Dataset records on object locations:
╔══

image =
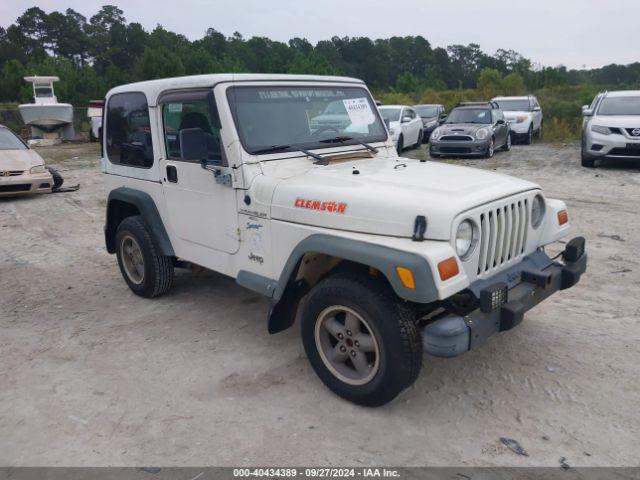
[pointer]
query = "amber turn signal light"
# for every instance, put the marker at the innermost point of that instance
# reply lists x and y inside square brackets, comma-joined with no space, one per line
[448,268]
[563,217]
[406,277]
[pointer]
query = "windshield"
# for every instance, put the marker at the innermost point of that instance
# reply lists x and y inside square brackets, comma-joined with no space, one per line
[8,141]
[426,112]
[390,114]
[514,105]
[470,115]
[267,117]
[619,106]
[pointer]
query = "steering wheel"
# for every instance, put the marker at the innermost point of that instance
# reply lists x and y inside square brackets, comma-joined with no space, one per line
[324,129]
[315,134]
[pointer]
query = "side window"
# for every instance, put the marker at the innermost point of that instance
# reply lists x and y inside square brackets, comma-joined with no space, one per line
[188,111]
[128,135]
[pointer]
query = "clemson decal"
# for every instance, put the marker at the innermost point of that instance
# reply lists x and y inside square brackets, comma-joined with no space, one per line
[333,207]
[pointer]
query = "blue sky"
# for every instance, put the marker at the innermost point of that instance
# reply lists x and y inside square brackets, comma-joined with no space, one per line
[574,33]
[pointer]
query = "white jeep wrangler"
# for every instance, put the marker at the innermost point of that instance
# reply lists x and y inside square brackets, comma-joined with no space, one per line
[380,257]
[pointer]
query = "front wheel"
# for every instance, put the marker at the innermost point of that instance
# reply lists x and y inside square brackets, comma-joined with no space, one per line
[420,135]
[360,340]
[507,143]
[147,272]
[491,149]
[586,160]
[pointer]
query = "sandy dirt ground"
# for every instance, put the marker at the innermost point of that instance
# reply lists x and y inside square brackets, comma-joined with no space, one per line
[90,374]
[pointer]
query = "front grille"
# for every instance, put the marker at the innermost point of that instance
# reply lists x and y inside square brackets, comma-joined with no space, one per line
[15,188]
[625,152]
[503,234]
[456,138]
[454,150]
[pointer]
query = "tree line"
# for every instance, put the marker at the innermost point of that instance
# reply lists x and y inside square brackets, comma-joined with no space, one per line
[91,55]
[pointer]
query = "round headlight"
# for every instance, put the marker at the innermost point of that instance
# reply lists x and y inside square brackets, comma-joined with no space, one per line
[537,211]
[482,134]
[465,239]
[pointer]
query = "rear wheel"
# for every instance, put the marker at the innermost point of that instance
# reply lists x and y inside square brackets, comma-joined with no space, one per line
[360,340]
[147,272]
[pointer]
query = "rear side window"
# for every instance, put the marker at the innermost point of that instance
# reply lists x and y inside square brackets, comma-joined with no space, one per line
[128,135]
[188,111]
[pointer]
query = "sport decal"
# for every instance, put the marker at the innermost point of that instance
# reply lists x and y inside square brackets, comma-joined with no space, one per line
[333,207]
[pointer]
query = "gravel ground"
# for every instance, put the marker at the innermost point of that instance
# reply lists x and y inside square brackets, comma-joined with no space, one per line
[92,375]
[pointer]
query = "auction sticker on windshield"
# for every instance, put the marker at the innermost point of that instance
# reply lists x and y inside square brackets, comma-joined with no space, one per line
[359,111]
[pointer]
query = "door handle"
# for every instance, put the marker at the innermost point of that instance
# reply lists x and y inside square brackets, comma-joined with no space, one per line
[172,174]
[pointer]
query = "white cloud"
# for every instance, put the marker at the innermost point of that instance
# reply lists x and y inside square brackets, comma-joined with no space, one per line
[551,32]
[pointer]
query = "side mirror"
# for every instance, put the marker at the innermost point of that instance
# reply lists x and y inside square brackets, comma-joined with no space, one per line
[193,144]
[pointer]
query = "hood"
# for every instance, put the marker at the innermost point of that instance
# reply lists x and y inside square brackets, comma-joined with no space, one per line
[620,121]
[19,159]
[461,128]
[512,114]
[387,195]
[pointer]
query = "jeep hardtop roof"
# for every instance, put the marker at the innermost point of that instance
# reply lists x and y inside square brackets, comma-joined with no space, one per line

╚══

Work to be completed: Gather every line above that contains the word "decal" and copy each one in full.

Exercise solution:
query = "clemson decal"
query = "sport decal"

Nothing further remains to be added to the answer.